• [Task statement]
Without omitting anything, retype the data that follows.

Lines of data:
-- start --
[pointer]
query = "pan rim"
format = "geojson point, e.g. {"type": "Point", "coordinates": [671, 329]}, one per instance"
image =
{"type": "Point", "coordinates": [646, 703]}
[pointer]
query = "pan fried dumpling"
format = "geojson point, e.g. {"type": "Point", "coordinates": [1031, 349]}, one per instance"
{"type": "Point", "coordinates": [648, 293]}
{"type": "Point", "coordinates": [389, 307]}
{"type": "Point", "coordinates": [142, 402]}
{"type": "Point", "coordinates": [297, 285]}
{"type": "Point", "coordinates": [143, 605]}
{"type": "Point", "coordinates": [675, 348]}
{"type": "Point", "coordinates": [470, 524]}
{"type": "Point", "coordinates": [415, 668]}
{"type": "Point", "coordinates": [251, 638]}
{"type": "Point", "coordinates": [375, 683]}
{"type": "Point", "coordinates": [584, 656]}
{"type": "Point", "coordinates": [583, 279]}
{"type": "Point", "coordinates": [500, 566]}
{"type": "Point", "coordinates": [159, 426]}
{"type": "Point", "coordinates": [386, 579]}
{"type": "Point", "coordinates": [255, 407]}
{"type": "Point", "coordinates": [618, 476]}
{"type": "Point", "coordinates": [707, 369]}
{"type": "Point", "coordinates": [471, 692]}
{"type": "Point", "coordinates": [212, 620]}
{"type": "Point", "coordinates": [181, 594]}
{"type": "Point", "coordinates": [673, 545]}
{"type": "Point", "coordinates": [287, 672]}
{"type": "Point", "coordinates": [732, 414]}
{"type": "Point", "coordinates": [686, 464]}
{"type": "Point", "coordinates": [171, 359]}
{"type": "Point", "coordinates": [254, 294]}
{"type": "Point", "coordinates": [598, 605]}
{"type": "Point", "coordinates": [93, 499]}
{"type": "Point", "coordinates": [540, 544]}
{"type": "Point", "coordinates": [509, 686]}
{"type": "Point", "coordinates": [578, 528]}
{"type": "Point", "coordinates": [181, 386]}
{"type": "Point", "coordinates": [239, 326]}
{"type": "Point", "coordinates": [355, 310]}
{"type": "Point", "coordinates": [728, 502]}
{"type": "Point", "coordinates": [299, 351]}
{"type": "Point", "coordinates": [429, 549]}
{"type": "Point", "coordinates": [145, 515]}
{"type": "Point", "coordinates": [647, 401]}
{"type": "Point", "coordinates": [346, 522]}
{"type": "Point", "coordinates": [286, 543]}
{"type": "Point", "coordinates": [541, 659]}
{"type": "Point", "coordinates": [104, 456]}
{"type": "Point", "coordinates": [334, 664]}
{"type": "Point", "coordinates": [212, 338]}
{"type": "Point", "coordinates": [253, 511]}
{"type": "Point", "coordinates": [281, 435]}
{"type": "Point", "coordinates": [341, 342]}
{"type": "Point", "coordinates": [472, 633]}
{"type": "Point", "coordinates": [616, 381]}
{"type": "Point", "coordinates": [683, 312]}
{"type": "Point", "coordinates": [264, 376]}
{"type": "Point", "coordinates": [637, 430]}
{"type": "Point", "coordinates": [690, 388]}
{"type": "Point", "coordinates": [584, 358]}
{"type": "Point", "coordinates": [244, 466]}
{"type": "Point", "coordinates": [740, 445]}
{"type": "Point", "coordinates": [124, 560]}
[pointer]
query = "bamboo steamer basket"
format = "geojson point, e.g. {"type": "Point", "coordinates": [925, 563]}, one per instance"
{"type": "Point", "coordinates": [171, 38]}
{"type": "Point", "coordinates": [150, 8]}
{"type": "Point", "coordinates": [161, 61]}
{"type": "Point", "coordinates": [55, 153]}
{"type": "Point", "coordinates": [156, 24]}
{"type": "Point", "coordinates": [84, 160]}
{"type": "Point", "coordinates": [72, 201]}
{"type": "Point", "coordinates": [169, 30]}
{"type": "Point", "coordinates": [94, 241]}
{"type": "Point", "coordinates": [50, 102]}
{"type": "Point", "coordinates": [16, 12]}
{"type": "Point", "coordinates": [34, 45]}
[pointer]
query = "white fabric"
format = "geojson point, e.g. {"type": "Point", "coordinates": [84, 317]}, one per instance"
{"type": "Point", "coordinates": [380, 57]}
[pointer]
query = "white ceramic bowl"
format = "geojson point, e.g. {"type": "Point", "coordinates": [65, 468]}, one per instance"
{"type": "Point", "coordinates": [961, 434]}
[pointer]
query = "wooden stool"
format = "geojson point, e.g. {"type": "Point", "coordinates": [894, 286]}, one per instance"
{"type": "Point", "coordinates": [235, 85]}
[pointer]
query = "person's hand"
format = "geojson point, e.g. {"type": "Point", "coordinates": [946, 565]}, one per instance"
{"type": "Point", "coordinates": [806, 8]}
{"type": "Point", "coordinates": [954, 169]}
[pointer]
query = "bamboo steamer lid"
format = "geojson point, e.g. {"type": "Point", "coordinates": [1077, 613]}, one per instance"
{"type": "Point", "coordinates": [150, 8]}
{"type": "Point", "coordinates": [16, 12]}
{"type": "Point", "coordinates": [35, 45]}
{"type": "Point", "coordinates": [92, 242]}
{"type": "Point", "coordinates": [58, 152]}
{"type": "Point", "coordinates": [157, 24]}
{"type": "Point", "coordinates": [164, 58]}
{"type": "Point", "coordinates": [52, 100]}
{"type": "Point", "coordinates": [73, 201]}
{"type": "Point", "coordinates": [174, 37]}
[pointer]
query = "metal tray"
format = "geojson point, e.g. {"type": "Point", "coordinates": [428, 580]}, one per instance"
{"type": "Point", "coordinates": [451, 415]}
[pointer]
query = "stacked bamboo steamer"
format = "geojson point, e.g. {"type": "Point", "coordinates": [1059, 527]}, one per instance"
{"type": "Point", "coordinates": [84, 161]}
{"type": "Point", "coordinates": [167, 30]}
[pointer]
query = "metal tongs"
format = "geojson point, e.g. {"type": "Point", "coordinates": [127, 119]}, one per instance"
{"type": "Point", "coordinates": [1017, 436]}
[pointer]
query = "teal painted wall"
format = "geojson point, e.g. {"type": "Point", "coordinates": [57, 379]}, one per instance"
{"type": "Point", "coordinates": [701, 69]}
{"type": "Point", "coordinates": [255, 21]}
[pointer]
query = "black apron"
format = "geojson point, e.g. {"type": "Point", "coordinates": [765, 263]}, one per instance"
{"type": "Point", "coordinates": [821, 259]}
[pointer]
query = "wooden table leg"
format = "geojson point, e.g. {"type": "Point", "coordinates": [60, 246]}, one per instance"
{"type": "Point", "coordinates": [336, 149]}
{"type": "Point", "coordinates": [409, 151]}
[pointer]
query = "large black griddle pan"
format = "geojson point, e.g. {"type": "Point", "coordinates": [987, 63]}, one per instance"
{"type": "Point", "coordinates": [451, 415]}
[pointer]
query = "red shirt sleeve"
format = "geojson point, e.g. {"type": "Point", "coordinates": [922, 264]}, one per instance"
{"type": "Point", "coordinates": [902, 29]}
-- end --
• [Written answer]
[pointer]
query = "pan rim"
format = "geojson point, e.g. {"type": "Point", "coordinates": [671, 329]}, one per instance"
image =
{"type": "Point", "coordinates": [646, 703]}
[pointer]
query = "pan fried dumpling"
format = "geojson point, e.g. {"type": "Point", "coordinates": [1031, 349]}, one per instance"
{"type": "Point", "coordinates": [648, 293]}
{"type": "Point", "coordinates": [389, 307]}
{"type": "Point", "coordinates": [142, 402]}
{"type": "Point", "coordinates": [297, 285]}
{"type": "Point", "coordinates": [143, 605]}
{"type": "Point", "coordinates": [675, 348]}
{"type": "Point", "coordinates": [470, 524]}
{"type": "Point", "coordinates": [415, 668]}
{"type": "Point", "coordinates": [251, 638]}
{"type": "Point", "coordinates": [375, 683]}
{"type": "Point", "coordinates": [584, 656]}
{"type": "Point", "coordinates": [583, 279]}
{"type": "Point", "coordinates": [500, 566]}
{"type": "Point", "coordinates": [159, 426]}
{"type": "Point", "coordinates": [386, 579]}
{"type": "Point", "coordinates": [255, 407]}
{"type": "Point", "coordinates": [618, 476]}
{"type": "Point", "coordinates": [707, 369]}
{"type": "Point", "coordinates": [471, 692]}
{"type": "Point", "coordinates": [212, 620]}
{"type": "Point", "coordinates": [181, 594]}
{"type": "Point", "coordinates": [673, 545]}
{"type": "Point", "coordinates": [287, 672]}
{"type": "Point", "coordinates": [732, 414]}
{"type": "Point", "coordinates": [686, 464]}
{"type": "Point", "coordinates": [171, 359]}
{"type": "Point", "coordinates": [254, 294]}
{"type": "Point", "coordinates": [598, 605]}
{"type": "Point", "coordinates": [93, 499]}
{"type": "Point", "coordinates": [540, 544]}
{"type": "Point", "coordinates": [509, 686]}
{"type": "Point", "coordinates": [578, 528]}
{"type": "Point", "coordinates": [181, 386]}
{"type": "Point", "coordinates": [239, 326]}
{"type": "Point", "coordinates": [355, 310]}
{"type": "Point", "coordinates": [728, 502]}
{"type": "Point", "coordinates": [299, 351]}
{"type": "Point", "coordinates": [429, 549]}
{"type": "Point", "coordinates": [145, 515]}
{"type": "Point", "coordinates": [647, 401]}
{"type": "Point", "coordinates": [346, 522]}
{"type": "Point", "coordinates": [286, 543]}
{"type": "Point", "coordinates": [541, 659]}
{"type": "Point", "coordinates": [104, 456]}
{"type": "Point", "coordinates": [334, 664]}
{"type": "Point", "coordinates": [212, 338]}
{"type": "Point", "coordinates": [253, 511]}
{"type": "Point", "coordinates": [281, 435]}
{"type": "Point", "coordinates": [341, 342]}
{"type": "Point", "coordinates": [472, 633]}
{"type": "Point", "coordinates": [616, 381]}
{"type": "Point", "coordinates": [683, 312]}
{"type": "Point", "coordinates": [264, 376]}
{"type": "Point", "coordinates": [637, 430]}
{"type": "Point", "coordinates": [690, 388]}
{"type": "Point", "coordinates": [584, 358]}
{"type": "Point", "coordinates": [244, 466]}
{"type": "Point", "coordinates": [740, 445]}
{"type": "Point", "coordinates": [124, 560]}
[pointer]
query = "bamboo steamer basket"
format = "geojson point, e.g. {"type": "Point", "coordinates": [925, 563]}, one per instance"
{"type": "Point", "coordinates": [171, 38]}
{"type": "Point", "coordinates": [150, 8]}
{"type": "Point", "coordinates": [161, 61]}
{"type": "Point", "coordinates": [55, 153]}
{"type": "Point", "coordinates": [156, 24]}
{"type": "Point", "coordinates": [84, 160]}
{"type": "Point", "coordinates": [72, 201]}
{"type": "Point", "coordinates": [169, 30]}
{"type": "Point", "coordinates": [94, 241]}
{"type": "Point", "coordinates": [50, 102]}
{"type": "Point", "coordinates": [16, 12]}
{"type": "Point", "coordinates": [34, 45]}
[pointer]
query = "white fabric"
format = "geojson point, e.g. {"type": "Point", "coordinates": [84, 317]}, one per instance"
{"type": "Point", "coordinates": [380, 57]}
[pointer]
query = "white ceramic bowl"
format = "geojson point, e.g. {"type": "Point", "coordinates": [65, 468]}, one per instance"
{"type": "Point", "coordinates": [961, 434]}
[pointer]
query = "wooden stool"
format = "geojson point, e.g. {"type": "Point", "coordinates": [894, 286]}, one per instance"
{"type": "Point", "coordinates": [235, 85]}
[pointer]
query = "person's hand"
format = "geojson point, e.g. {"type": "Point", "coordinates": [946, 565]}, one per instance"
{"type": "Point", "coordinates": [806, 8]}
{"type": "Point", "coordinates": [954, 169]}
[pointer]
query = "bamboo steamer lid"
format = "geojson point, e.g. {"type": "Point", "coordinates": [1077, 613]}, one per instance"
{"type": "Point", "coordinates": [150, 8]}
{"type": "Point", "coordinates": [16, 12]}
{"type": "Point", "coordinates": [35, 45]}
{"type": "Point", "coordinates": [92, 242]}
{"type": "Point", "coordinates": [58, 152]}
{"type": "Point", "coordinates": [157, 24]}
{"type": "Point", "coordinates": [164, 58]}
{"type": "Point", "coordinates": [52, 100]}
{"type": "Point", "coordinates": [73, 201]}
{"type": "Point", "coordinates": [174, 37]}
[pointer]
query = "metal tray"
format = "geojson point, e.g. {"type": "Point", "coordinates": [428, 580]}, one per instance"
{"type": "Point", "coordinates": [451, 415]}
[pointer]
query = "stacked bamboo steamer"
format = "geojson point, e.g. {"type": "Point", "coordinates": [1059, 527]}, one per instance"
{"type": "Point", "coordinates": [84, 161]}
{"type": "Point", "coordinates": [167, 30]}
[pointer]
query = "metal tongs"
format = "geojson point, e.g. {"type": "Point", "coordinates": [127, 119]}, one per instance"
{"type": "Point", "coordinates": [1017, 436]}
[pointer]
query = "teal painted wall"
format = "geojson point, e.g. {"type": "Point", "coordinates": [57, 379]}, one per instance"
{"type": "Point", "coordinates": [701, 69]}
{"type": "Point", "coordinates": [255, 21]}
[pointer]
query = "black apron"
format = "geojson point, e.g. {"type": "Point", "coordinates": [765, 263]}, one per instance"
{"type": "Point", "coordinates": [821, 259]}
[pointer]
query = "wooden table leg"
format = "geojson point, e.g. {"type": "Point", "coordinates": [60, 246]}, one per instance"
{"type": "Point", "coordinates": [336, 149]}
{"type": "Point", "coordinates": [409, 151]}
[pointer]
query = "large black griddle pan"
format = "geojson point, e.g. {"type": "Point", "coordinates": [987, 63]}, one per instance"
{"type": "Point", "coordinates": [451, 415]}
[pointer]
query = "red shirt sleeve"
format = "geojson point, e.g. {"type": "Point", "coordinates": [922, 264]}, one per instance"
{"type": "Point", "coordinates": [902, 29]}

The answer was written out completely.